(Segmentation labeling entries)
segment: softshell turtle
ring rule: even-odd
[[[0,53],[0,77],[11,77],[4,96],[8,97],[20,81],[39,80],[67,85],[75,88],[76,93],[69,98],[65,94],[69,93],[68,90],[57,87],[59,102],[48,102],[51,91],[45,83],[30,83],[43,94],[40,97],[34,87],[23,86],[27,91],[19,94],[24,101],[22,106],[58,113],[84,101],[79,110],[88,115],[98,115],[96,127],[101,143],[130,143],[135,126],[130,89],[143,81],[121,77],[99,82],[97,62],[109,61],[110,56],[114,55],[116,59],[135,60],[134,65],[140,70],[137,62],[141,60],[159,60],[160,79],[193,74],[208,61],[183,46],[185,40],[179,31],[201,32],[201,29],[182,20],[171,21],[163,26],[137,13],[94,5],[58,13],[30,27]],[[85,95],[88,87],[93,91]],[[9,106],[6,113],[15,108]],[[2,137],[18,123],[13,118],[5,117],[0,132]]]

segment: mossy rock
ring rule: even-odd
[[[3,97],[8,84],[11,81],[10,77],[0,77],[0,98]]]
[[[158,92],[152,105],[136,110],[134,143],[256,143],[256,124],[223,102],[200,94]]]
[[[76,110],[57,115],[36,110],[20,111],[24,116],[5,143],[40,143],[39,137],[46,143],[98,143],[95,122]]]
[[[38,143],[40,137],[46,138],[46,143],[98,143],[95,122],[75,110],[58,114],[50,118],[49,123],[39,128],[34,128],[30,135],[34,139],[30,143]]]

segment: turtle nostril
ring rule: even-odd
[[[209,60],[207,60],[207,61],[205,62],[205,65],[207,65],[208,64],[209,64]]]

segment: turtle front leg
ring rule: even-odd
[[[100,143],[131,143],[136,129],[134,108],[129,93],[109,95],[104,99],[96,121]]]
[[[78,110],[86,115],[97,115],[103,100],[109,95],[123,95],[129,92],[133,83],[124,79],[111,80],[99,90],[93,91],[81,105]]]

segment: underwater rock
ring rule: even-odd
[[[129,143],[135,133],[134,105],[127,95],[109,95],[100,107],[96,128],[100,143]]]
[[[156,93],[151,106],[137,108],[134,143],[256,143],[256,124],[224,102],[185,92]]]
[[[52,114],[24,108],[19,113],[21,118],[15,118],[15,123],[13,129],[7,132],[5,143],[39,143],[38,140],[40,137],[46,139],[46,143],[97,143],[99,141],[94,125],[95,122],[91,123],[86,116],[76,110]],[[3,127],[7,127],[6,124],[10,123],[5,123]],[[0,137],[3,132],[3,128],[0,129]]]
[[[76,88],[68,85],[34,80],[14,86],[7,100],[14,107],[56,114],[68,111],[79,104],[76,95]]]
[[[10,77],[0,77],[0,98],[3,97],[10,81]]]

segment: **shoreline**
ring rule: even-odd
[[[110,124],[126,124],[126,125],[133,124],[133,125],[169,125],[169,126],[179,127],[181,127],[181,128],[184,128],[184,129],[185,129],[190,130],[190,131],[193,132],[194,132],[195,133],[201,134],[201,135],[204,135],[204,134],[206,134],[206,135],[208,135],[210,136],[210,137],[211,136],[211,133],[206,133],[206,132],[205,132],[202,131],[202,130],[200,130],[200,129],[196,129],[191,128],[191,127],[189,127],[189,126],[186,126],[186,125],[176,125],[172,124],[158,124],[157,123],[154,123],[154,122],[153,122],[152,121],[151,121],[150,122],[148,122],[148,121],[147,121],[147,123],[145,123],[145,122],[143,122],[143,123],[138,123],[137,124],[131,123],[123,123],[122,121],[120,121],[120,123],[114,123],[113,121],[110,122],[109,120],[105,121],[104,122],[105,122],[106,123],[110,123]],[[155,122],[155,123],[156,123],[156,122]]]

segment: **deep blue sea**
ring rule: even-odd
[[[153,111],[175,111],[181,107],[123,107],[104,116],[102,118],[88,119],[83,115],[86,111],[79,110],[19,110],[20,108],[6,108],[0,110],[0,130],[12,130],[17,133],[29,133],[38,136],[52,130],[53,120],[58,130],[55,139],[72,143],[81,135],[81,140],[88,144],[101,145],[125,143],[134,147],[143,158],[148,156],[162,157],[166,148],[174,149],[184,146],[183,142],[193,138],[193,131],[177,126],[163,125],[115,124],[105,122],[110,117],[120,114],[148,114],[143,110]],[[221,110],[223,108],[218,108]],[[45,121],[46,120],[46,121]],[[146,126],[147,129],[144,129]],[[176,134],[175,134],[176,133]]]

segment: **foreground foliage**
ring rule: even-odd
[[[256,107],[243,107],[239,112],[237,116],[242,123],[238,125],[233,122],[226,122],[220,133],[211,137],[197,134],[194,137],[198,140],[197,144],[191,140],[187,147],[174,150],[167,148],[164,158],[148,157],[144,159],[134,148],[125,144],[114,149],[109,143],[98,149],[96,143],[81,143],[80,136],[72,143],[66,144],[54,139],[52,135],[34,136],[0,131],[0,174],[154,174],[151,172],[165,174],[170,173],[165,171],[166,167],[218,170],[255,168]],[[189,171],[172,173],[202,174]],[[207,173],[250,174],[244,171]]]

(Challenge) Using the data above, reproduce every line exactly.

(Task output)
segment: softshell turtle
ring rule: even-odd
[[[0,53],[0,77],[11,77],[4,96],[8,97],[20,81],[39,80],[67,85],[75,88],[76,93],[69,98],[65,94],[69,93],[68,90],[57,87],[59,102],[48,102],[51,91],[45,83],[30,83],[43,94],[40,97],[34,87],[23,86],[27,91],[19,94],[24,101],[22,106],[58,113],[84,101],[79,110],[88,115],[98,115],[96,127],[101,143],[130,143],[135,126],[130,89],[143,81],[121,77],[99,82],[97,62],[109,61],[110,56],[114,55],[116,59],[135,60],[134,65],[140,70],[137,62],[141,60],[159,60],[160,79],[193,74],[208,61],[183,46],[185,40],[179,31],[201,32],[201,29],[182,20],[171,21],[163,26],[137,13],[94,5],[58,13],[30,27]],[[85,95],[88,87],[93,91]],[[9,106],[6,113],[15,108]],[[2,137],[18,123],[13,118],[5,117],[0,132]]]

segment: mossy rock
ring rule: even-odd
[[[3,97],[8,84],[11,81],[10,77],[0,77],[0,98]]]
[[[158,92],[152,105],[136,110],[134,143],[256,143],[256,124],[223,102],[200,94]]]
[[[76,110],[57,115],[36,110],[20,111],[24,116],[5,143],[40,143],[39,137],[46,143],[98,143],[95,122]]]
[[[38,143],[40,137],[46,138],[46,143],[98,143],[95,122],[75,110],[58,114],[50,118],[49,123],[39,128],[34,128],[30,135],[34,139],[30,143]]]

segment: turtle nostril
ring rule: even-odd
[[[209,60],[207,60],[207,61],[205,62],[205,65],[207,65],[208,64],[209,64]]]

segment: turtle front leg
ring rule: even-odd
[[[100,143],[131,143],[136,129],[134,108],[129,93],[109,95],[104,99],[96,121]]]
[[[78,110],[86,115],[97,115],[103,100],[109,95],[123,95],[129,92],[133,83],[124,79],[111,80],[99,90],[93,91],[81,105]]]

segment: underwater rock
ring rule: even-odd
[[[129,143],[135,133],[134,105],[127,95],[109,95],[100,107],[96,128],[100,143]]]
[[[156,93],[151,106],[137,108],[134,143],[256,143],[256,124],[224,102],[185,92]]]
[[[52,114],[24,108],[19,113],[21,118],[15,118],[15,123],[13,129],[7,132],[5,143],[39,143],[38,140],[40,137],[46,139],[46,143],[97,143],[99,141],[94,125],[95,122],[91,123],[86,116],[76,110]],[[3,127],[7,127],[6,124],[10,123],[5,123]],[[0,137],[3,132],[3,128],[0,129]]]
[[[76,88],[68,85],[34,80],[14,86],[7,100],[14,107],[56,114],[68,111],[79,104],[76,95]]]
[[[10,77],[0,77],[0,98],[3,97],[10,81]]]

segment: **shoreline**
ring rule: even-odd
[[[110,124],[126,124],[126,125],[133,124],[133,125],[169,125],[169,126],[179,127],[181,127],[181,128],[184,128],[184,129],[185,129],[190,130],[190,131],[193,132],[194,132],[195,133],[201,134],[201,135],[204,135],[204,134],[206,134],[206,135],[208,135],[210,136],[210,137],[211,136],[211,133],[206,133],[206,132],[205,132],[202,131],[202,130],[200,130],[200,129],[196,129],[191,128],[191,127],[189,127],[189,126],[186,126],[186,125],[176,125],[172,124],[158,124],[157,123],[154,123],[154,122],[153,122],[152,121],[151,121],[150,122],[148,122],[148,121],[147,121],[147,123],[145,123],[145,122],[143,122],[143,123],[138,123],[137,124],[131,123],[123,123],[122,121],[120,121],[120,123],[114,123],[113,121],[110,122],[109,120],[105,121],[104,122],[105,122],[106,123],[110,123]],[[155,122],[155,123],[156,123],[156,122]]]

segment: **deep blue sea**
ring rule: even-odd
[[[153,111],[175,111],[181,107],[123,107],[104,116],[102,118],[88,119],[83,115],[86,111],[79,110],[19,110],[20,108],[6,108],[0,110],[0,130],[12,130],[17,133],[29,133],[38,136],[52,130],[53,120],[58,130],[55,139],[72,143],[81,135],[81,140],[88,144],[101,145],[125,143],[134,147],[143,158],[148,156],[162,157],[166,148],[174,149],[184,146],[183,142],[193,138],[193,131],[177,126],[163,125],[115,124],[105,122],[110,117],[120,114],[148,114],[143,110]],[[221,110],[223,108],[218,108]],[[45,121],[46,120],[46,121]],[[146,126],[147,129],[144,129]],[[176,134],[175,134],[176,133]]]

segment: **foreground foliage**
ring rule: even-odd
[[[256,107],[243,107],[239,112],[237,116],[242,123],[238,125],[233,122],[226,122],[220,133],[211,137],[197,134],[194,137],[198,140],[197,144],[191,140],[187,147],[174,150],[167,148],[164,158],[148,157],[144,159],[134,148],[125,144],[114,149],[109,143],[98,149],[96,143],[81,143],[80,136],[72,143],[66,144],[54,139],[52,135],[34,136],[0,131],[0,174],[154,174],[151,172],[165,174],[170,173],[165,171],[166,167],[218,170],[255,168]],[[189,171],[172,173],[202,174]],[[207,173],[250,174],[244,171]]]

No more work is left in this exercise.